(TEXT BLOCK begins)
4.16 Battery connections
Lead or terminal connections to batteries shall be identified with the correct polarity (plus or minus). The
polarity may be indicated on the unit adjacent to the battery terminals or leads.
Any leads connecting the terminal connectors of batteries in smoke alarms to the smoke-alarm circuit board
shall be provided with strain-relieving devices adjacent to both battery terminal connectors and the
smoke-alarm circuit board so that when the leads are subjected to a pull of 20 N without jerks for 1 min in any
direction allowed by the design, the pull is not transmitted to the joints between the leads and the
battery-terminal connectors or between the leads and the smoke-alarm circuit board.
4.17 Protection against the ingress of foreign bodies
The smoke alarm shall be so designed that a sphere of diameter larger than (1,3 ± 0,05) mm cannot pass into
the sensor chamber(s).
This requirement is intended to restrict the access of insects into the sensitive parts of the smoke alarm. It is
known that this requirement is not sufficient to prevent the access of all insects; however it is considered that
extreme restrictions on the size of the access holes may introduce the danger of clogging by dust etc. It may
therefore be necessary to take other measures.
4.18 Interconnectable smoke alarms — Optional function
If a means of connecting a number of smoke alarms to give a common alarm condition is provided, the
following shall apply.
a) The audible-alarm condition shall be emitted by all of the interconnecting smoke alarms when smoke is
detected by any of the interconnected smoke alarms.
b) If the smoke alarms are provided with an alarm-silence facility, initiation of the alarm-silence period of one
of the smoke alarms shall not prevent the audible-alarm condition being emitted by that smoke alarm
when smoke is detected by any of the other smoke alarms.
c) The interconnection of the maximum number of smoke alarms allowed by the manufacturer shall not have
a significant effect on the sensitivity of the smoke alarms nor on their ability to meet the battery-capacity
or sound-output requirements (see 5.17 and 5.18 or 5.19 as applicable).
d) For battery-operated smoke alarms, open- or short-circuits of the interconnecting leads either shall not
prevent the smoke alarms from functioning individually or shall result in an alarm condition or fault
condition.
This requirement does not apply to mains- or mains/battery-supplied smoke alarms for which the supply and
interconnect wiring should be installed in accordance with the appropriate national regulations.
4.19 Alarm-silence facility — Optional function
If means of temporarily disabling or desensitizing a smoke alarm are provided, the following shall apply.
a) The initiation of the alarm-silence period shall require the operation of a manual control on the smoke
alarm. This control may be the same as a manual control provided for the test facility.
b) Operation of the alarm-silence control shall disable or desensitize the smoke alarm for at least 5 min. The
sensitivity of the smoke alarm shall be restored within 15 min of operation of the alarm-silence control. If
the alarm-silence period is adjustable, it shall not be possible to set it to less than 5 min or to more than
15 min.
c) Continuous operation of the alarm-silence control shall not lead to the smoke alarm being disabled or
desensitized for more than 15 min without an alarm condition, a fault condition or a battery-low condition
occurring.
NOTE This requirement is intended to prevent the permanent loss of sensitivity due to accidental or deliberate jamming
of the control.
(TEXT BLOCK ends)
(DATASET EXCERPTS begins)
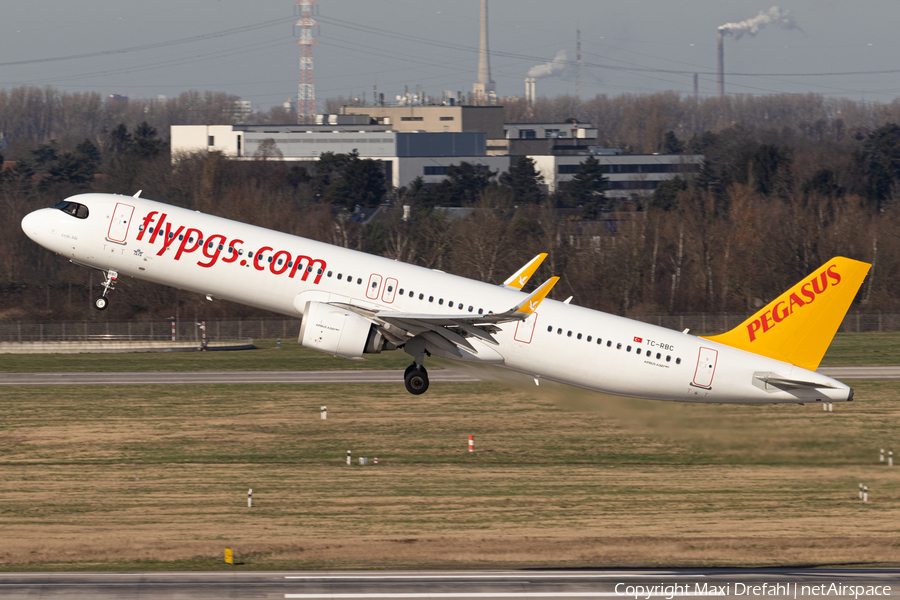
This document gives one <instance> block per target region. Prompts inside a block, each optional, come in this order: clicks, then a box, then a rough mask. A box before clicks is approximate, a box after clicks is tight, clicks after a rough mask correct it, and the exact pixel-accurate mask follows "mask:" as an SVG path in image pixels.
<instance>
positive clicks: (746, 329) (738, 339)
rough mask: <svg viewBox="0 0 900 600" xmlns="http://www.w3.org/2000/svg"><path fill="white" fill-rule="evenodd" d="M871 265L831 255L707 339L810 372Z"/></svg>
mask: <svg viewBox="0 0 900 600" xmlns="http://www.w3.org/2000/svg"><path fill="white" fill-rule="evenodd" d="M871 266H872V265H870V264H869V263H864V262H859V261H856V260H851V259H849V258H844V257H841V256H838V257H835V258H832V259H831V260H829V261H828V262H826V263H825V264H824V265H822V266H821V267H819V268H818V269H816V270H815V271H814V272H813V273H812V274H811V275H809V276H807V277H804V278H803V279H802V280H801V281H800V282H799V283H797V284H796V285H795V286H794V287H792V288H791V289H789V290H788V291H786V292H785V293H783V294H782V295H780V296H779V297H778V298H776V299H775V300H773V301H772V302H770V303H769V304H767V305H766V306H765V307H764V308H763V309H762V310H760V311H759V312H758V313H756V314H755V315H753V316H752V317H750V318H749V319H747V320H746V321H744V322H743V323H741V324H740V325H738V326H737V327H735V328H734V329H732V330H731V331H729V332H727V333H723V334H721V335H715V336H710V337H706V339H708V340H712V341H714V342H718V343H720V344H725V345H726V346H731V347H732V348H738V349H740V350H746V351H747V352H753V353H754V354H760V355H762V356H767V357H769V358H774V359H776V360H781V361H784V362H787V363H791V364H793V365H797V366H798V367H803V368H804V369H809V370H810V371H815V370H816V369H817V368H818V367H819V363H820V362H822V357H823V356H825V351H826V350H828V346H829V345H830V344H831V340H832V339H834V334H835V333H836V332H837V329H838V327H840V325H841V321H843V319H844V315H845V314H847V310H848V309H849V308H850V303H851V302H853V298H854V297H855V296H856V292H857V291H859V288H860V286H861V285H862V283H863V280H864V279H865V278H866V274H867V273H868V272H869V268H871Z"/></svg>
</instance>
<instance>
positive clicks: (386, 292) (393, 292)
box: [381, 277, 397, 304]
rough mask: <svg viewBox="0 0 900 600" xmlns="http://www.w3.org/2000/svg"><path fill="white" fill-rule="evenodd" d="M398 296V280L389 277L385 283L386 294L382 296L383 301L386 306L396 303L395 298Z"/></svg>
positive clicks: (381, 299) (384, 285)
mask: <svg viewBox="0 0 900 600" xmlns="http://www.w3.org/2000/svg"><path fill="white" fill-rule="evenodd" d="M396 294H397V280H396V279H394V278H393V277H388V278H387V279H386V280H385V282H384V292H383V293H382V294H381V300H382V301H383V302H384V303H385V304H390V303H391V302H393V301H394V296H395V295H396Z"/></svg>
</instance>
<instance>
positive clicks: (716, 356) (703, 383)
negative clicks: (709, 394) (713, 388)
mask: <svg viewBox="0 0 900 600" xmlns="http://www.w3.org/2000/svg"><path fill="white" fill-rule="evenodd" d="M718 358H719V351H718V350H713V349H712V348H700V354H699V356H698V357H697V369H696V370H695V371H694V385H696V386H697V387H702V388H709V387H711V386H712V378H713V375H715V373H716V360H717V359H718Z"/></svg>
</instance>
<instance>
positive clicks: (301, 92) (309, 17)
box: [294, 0, 318, 124]
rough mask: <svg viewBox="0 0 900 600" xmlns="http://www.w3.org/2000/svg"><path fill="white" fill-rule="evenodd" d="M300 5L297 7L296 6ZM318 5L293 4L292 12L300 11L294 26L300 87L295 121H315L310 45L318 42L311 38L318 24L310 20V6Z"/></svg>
mask: <svg viewBox="0 0 900 600" xmlns="http://www.w3.org/2000/svg"><path fill="white" fill-rule="evenodd" d="M298 6H299V7H300V8H299V9H298V8H297V7H298ZM313 6H318V5H317V4H316V3H315V2H312V1H311V0H300V1H299V2H297V3H296V4H295V5H294V13H295V14H296V13H298V12H299V13H300V20H299V21H297V22H296V23H294V27H299V28H300V39H299V40H297V41H296V42H294V43H295V44H300V87H299V90H298V92H297V122H298V123H303V124H310V123H315V122H316V85H315V83H313V68H312V47H313V44H317V43H318V42H317V41H316V40H314V39H312V26H313V25H318V23H316V22H315V21H313V20H312V7H313Z"/></svg>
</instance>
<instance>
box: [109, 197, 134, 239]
mask: <svg viewBox="0 0 900 600" xmlns="http://www.w3.org/2000/svg"><path fill="white" fill-rule="evenodd" d="M132 214H134V207H133V206H131V205H128V204H122V203H121V202H119V203H118V204H116V210H115V211H113V216H112V219H111V220H110V222H109V232H108V233H107V234H106V238H107V239H108V240H110V241H111V242H119V243H124V242H125V238H126V237H127V236H128V227H129V226H130V225H131V215H132Z"/></svg>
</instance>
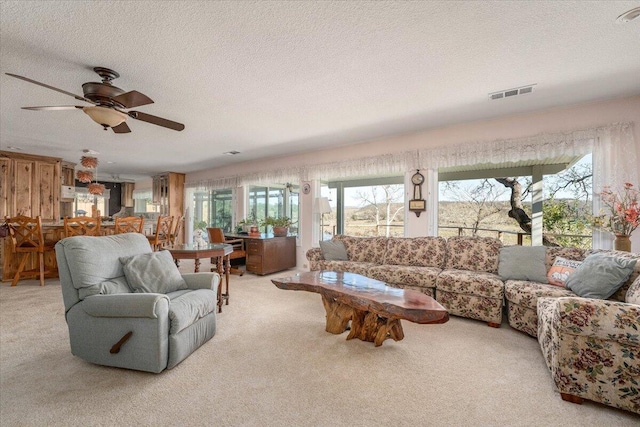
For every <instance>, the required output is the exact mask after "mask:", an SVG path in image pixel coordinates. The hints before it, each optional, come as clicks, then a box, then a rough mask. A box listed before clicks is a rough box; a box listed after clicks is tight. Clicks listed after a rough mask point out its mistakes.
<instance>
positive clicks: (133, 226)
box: [114, 216, 144, 234]
mask: <svg viewBox="0 0 640 427" xmlns="http://www.w3.org/2000/svg"><path fill="white" fill-rule="evenodd" d="M142 227H144V217H143V216H125V217H123V218H120V217H116V224H115V228H114V234H121V233H142Z"/></svg>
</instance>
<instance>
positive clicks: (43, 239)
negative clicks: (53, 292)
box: [5, 215, 54, 286]
mask: <svg viewBox="0 0 640 427" xmlns="http://www.w3.org/2000/svg"><path fill="white" fill-rule="evenodd" d="M5 222H6V224H7V225H8V226H9V238H10V239H11V243H12V246H13V248H12V250H13V253H14V254H16V255H17V254H19V253H20V254H22V258H21V259H20V265H19V266H18V271H16V274H15V276H13V281H12V282H11V286H16V285H17V284H18V280H20V278H21V277H22V276H39V277H40V286H44V275H45V274H47V273H51V272H52V271H51V270H49V269H47V270H45V266H44V253H45V252H49V251H51V252H53V251H54V249H53V247H54V243H52V242H45V240H44V234H43V233H42V221H41V220H40V217H39V216H38V217H35V218H30V217H28V216H24V215H19V216H16V217H13V218H9V217H5ZM34 253H37V254H38V262H39V268H38V269H33V270H25V269H24V268H25V266H26V265H27V261H28V260H29V256H30V254H34Z"/></svg>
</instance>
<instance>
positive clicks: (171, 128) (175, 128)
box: [127, 111, 184, 131]
mask: <svg viewBox="0 0 640 427" xmlns="http://www.w3.org/2000/svg"><path fill="white" fill-rule="evenodd" d="M127 114H128V115H129V117H132V118H134V119H137V120H142V121H143V122H147V123H152V124H154V125H158V126H163V127H166V128H169V129H173V130H177V131H181V130H183V129H184V125H183V124H182V123H178V122H173V121H171V120H167V119H163V118H162V117H157V116H152V115H151V114H147V113H141V112H140V111H129V112H128V113H127Z"/></svg>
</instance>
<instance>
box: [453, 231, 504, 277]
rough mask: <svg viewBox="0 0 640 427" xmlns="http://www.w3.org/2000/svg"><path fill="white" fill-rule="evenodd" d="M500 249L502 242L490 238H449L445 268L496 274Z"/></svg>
mask: <svg viewBox="0 0 640 427" xmlns="http://www.w3.org/2000/svg"><path fill="white" fill-rule="evenodd" d="M501 247H502V242H501V241H500V240H498V239H494V238H492V237H477V236H456V237H449V238H448V239H447V264H446V268H447V269H458V270H470V271H484V272H487V273H497V272H498V257H499V255H500V248H501Z"/></svg>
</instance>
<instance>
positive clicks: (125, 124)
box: [111, 122, 131, 133]
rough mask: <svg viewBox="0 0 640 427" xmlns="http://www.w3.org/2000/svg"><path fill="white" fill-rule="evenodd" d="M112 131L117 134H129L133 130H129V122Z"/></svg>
mask: <svg viewBox="0 0 640 427" xmlns="http://www.w3.org/2000/svg"><path fill="white" fill-rule="evenodd" d="M111 129H113V131H114V132H115V133H129V132H131V129H129V126H127V122H122V123H120V124H119V125H118V126H114V127H112V128H111Z"/></svg>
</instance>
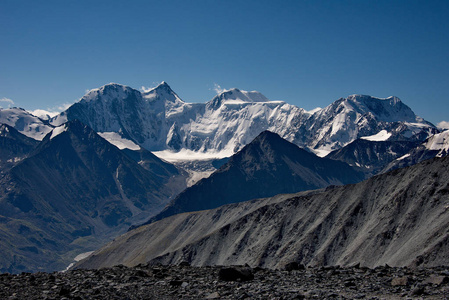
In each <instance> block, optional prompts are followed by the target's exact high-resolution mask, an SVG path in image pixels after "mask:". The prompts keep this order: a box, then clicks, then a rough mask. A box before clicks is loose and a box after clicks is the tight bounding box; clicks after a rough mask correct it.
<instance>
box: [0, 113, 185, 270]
mask: <svg viewBox="0 0 449 300" xmlns="http://www.w3.org/2000/svg"><path fill="white" fill-rule="evenodd" d="M152 159H153V163H152V164H153V166H151V167H149V168H147V169H145V168H143V167H141V166H140V165H139V164H138V163H136V162H135V161H134V160H132V159H131V158H129V157H128V156H127V155H125V154H124V153H123V152H122V151H120V150H119V149H118V148H116V147H115V146H113V145H111V144H110V143H108V142H107V141H106V140H104V139H103V138H101V137H100V136H99V135H98V134H96V133H95V132H94V131H93V130H92V129H90V128H89V127H88V126H86V125H84V124H82V123H81V122H79V121H71V122H68V123H66V124H64V125H62V126H60V127H57V128H55V129H54V130H53V131H52V132H51V133H49V134H48V135H47V136H46V137H45V138H44V140H43V141H42V142H41V143H40V144H39V146H38V147H37V148H36V149H35V150H34V151H33V153H32V154H30V155H29V157H28V158H26V159H24V160H23V161H21V162H20V163H19V164H17V165H16V166H15V167H13V168H12V169H11V170H10V171H9V172H7V173H6V174H5V176H4V177H3V178H2V179H1V182H0V184H1V186H2V187H4V188H3V189H2V190H1V191H0V203H1V205H0V216H1V219H2V222H1V226H0V235H1V239H0V240H1V243H0V248H1V252H2V254H3V255H2V257H1V258H0V271H2V272H20V271H40V270H45V271H53V270H62V269H64V268H65V267H66V266H67V265H68V263H70V262H71V260H72V259H73V257H75V256H76V255H77V254H79V253H81V252H86V251H89V250H91V249H93V248H96V247H98V246H99V245H101V244H102V243H104V242H105V241H107V240H108V239H110V238H111V237H113V236H115V235H117V234H119V233H121V232H124V231H125V230H126V229H127V228H128V227H129V226H130V225H131V224H133V223H134V222H142V220H143V218H147V217H148V214H154V213H157V212H158V211H160V210H161V209H162V208H163V207H164V206H165V204H166V203H167V201H168V200H169V197H170V196H172V195H173V194H175V193H177V192H179V190H173V189H170V188H167V184H168V183H169V182H170V178H172V177H173V176H175V177H176V176H179V174H178V172H177V170H176V169H173V168H172V167H171V166H170V165H169V164H167V163H164V162H162V161H160V160H159V159H157V158H156V157H153V158H152ZM149 165H151V163H149ZM161 169H163V170H165V172H161Z"/></svg>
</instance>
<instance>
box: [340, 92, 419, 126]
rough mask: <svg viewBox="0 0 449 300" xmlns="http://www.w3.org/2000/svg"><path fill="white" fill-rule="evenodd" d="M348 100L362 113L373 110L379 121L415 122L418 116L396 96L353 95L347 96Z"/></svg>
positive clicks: (353, 106) (387, 121) (348, 100)
mask: <svg viewBox="0 0 449 300" xmlns="http://www.w3.org/2000/svg"><path fill="white" fill-rule="evenodd" d="M347 101H348V102H349V103H351V104H352V105H353V107H354V108H355V110H357V111H359V112H360V113H363V112H365V113H366V112H367V111H369V112H371V113H372V114H373V115H374V116H375V117H376V119H377V120H378V121H384V122H396V121H403V122H415V121H416V118H417V117H416V115H415V113H414V112H413V111H412V110H411V109H410V107H408V106H407V105H405V104H404V103H402V101H401V100H400V99H399V98H398V97H395V96H390V97H388V98H375V97H372V96H367V95H351V96H349V97H348V98H347Z"/></svg>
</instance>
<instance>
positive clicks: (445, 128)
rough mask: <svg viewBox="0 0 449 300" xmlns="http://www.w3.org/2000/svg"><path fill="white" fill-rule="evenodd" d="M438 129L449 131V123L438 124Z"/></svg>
mask: <svg viewBox="0 0 449 300" xmlns="http://www.w3.org/2000/svg"><path fill="white" fill-rule="evenodd" d="M437 127H438V128H441V129H449V122H448V121H441V122H440V123H438V124H437Z"/></svg>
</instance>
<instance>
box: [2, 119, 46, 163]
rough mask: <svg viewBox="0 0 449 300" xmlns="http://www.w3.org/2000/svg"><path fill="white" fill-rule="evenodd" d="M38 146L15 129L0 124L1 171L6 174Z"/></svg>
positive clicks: (36, 143)
mask: <svg viewBox="0 0 449 300" xmlns="http://www.w3.org/2000/svg"><path fill="white" fill-rule="evenodd" d="M37 144H38V142H37V141H36V140H34V139H32V138H29V137H27V136H25V135H23V134H21V133H20V132H18V131H17V130H16V129H15V128H14V127H11V126H9V125H6V124H0V171H1V172H5V171H7V170H9V169H10V168H11V167H13V166H14V165H15V164H17V163H18V162H20V161H21V160H23V159H24V158H25V157H26V156H27V155H28V154H29V153H30V152H31V151H32V150H33V149H34V148H35V147H36V146H37Z"/></svg>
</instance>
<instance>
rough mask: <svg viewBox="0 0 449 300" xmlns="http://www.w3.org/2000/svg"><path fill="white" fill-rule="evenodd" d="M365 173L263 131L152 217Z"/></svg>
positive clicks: (275, 135)
mask: <svg viewBox="0 0 449 300" xmlns="http://www.w3.org/2000/svg"><path fill="white" fill-rule="evenodd" d="M362 179H363V175H362V174H361V173H358V172H356V171H354V170H353V169H352V168H351V167H349V166H348V165H347V164H345V163H342V162H339V161H334V160H330V159H325V158H320V157H318V156H316V155H314V154H312V153H309V152H307V151H305V150H303V149H301V148H299V147H298V146H296V145H294V144H292V143H290V142H288V141H286V140H284V139H282V138H281V137H280V136H279V135H277V134H275V133H272V132H269V131H264V132H262V133H261V134H260V135H259V136H258V137H256V138H255V139H254V140H253V141H252V142H251V143H250V144H248V145H247V146H245V147H244V148H243V149H242V150H241V151H240V152H238V153H237V154H235V155H234V156H232V157H231V159H230V160H229V161H228V162H227V163H226V164H225V165H223V166H222V167H221V168H220V169H219V170H217V171H216V172H214V173H213V174H212V175H211V176H210V177H208V178H205V179H202V180H200V181H199V182H198V183H197V184H195V185H193V186H192V187H190V188H188V189H186V190H184V191H183V192H182V193H181V194H179V195H178V196H177V197H176V198H175V199H174V200H173V201H172V202H171V203H170V204H169V205H168V206H167V207H166V208H165V209H164V210H163V211H162V212H161V213H160V214H158V215H157V216H155V217H154V218H153V219H152V220H151V221H155V220H160V219H163V218H165V217H168V216H171V215H174V214H177V213H182V212H189V211H196V210H202V209H211V208H215V207H218V206H221V205H224V204H228V203H236V202H242V201H247V200H251V199H255V198H261V197H270V196H274V195H277V194H281V193H293V192H299V191H304V190H311V189H317V188H322V187H326V186H329V185H341V184H347V183H354V182H358V181H360V180H362ZM151 221H150V222H151Z"/></svg>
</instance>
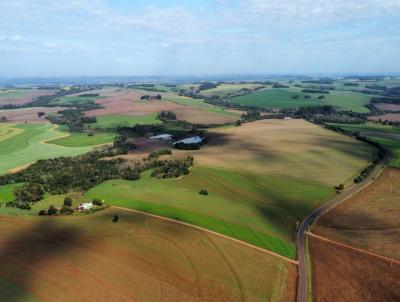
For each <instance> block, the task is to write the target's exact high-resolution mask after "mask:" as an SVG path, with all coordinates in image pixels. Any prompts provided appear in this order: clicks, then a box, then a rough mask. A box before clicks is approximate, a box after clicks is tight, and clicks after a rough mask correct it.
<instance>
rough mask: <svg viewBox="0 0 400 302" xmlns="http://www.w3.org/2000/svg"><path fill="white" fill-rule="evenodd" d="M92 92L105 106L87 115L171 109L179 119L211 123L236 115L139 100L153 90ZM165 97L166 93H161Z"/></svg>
mask: <svg viewBox="0 0 400 302" xmlns="http://www.w3.org/2000/svg"><path fill="white" fill-rule="evenodd" d="M93 93H100V94H101V96H103V97H104V98H102V99H99V100H97V101H96V102H97V103H99V104H101V105H103V106H104V107H105V108H103V109H96V110H91V111H88V112H87V113H86V115H88V116H100V115H108V114H116V115H128V116H143V115H148V114H154V113H159V112H161V111H163V110H164V111H172V112H174V113H175V114H176V116H177V118H178V119H179V120H186V121H188V122H191V123H198V124H211V123H218V124H219V123H221V124H222V123H226V122H233V121H236V120H237V119H238V118H237V117H236V116H230V115H224V114H219V113H216V112H210V111H207V110H206V109H204V108H201V107H196V106H185V105H180V104H176V103H173V102H170V101H140V97H141V96H142V95H145V94H149V95H155V94H157V93H154V92H151V93H150V92H145V91H143V92H141V91H136V90H135V91H133V90H129V91H126V90H121V91H116V90H111V89H108V90H105V91H104V90H99V91H93ZM163 97H167V94H163Z"/></svg>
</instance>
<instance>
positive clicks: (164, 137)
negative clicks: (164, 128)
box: [150, 133, 172, 141]
mask: <svg viewBox="0 0 400 302" xmlns="http://www.w3.org/2000/svg"><path fill="white" fill-rule="evenodd" d="M150 139H162V140H166V141H169V140H171V139H172V135H171V134H167V133H165V134H159V135H155V136H150Z"/></svg>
(DATASET EXCERPTS ends)
HOW TO COMPLETE THIS TASK: In the smoke-alarm requirements, duplicate everything from "This requirement is intended to restrict" down to "take other measures.". Work only from the smoke-alarm requirements text.

PROBLEM SOLUTION:
This requirement is intended to restrict the access of insects into the sensitive parts of the smoke alarm. It is
known that this requirement is not sufficient to prevent the access of all insects; however it is considered that
extreme restrictions on the size of the access holes may introduce the danger of clogging by dust etc. It may
therefore be necessary to take other measures.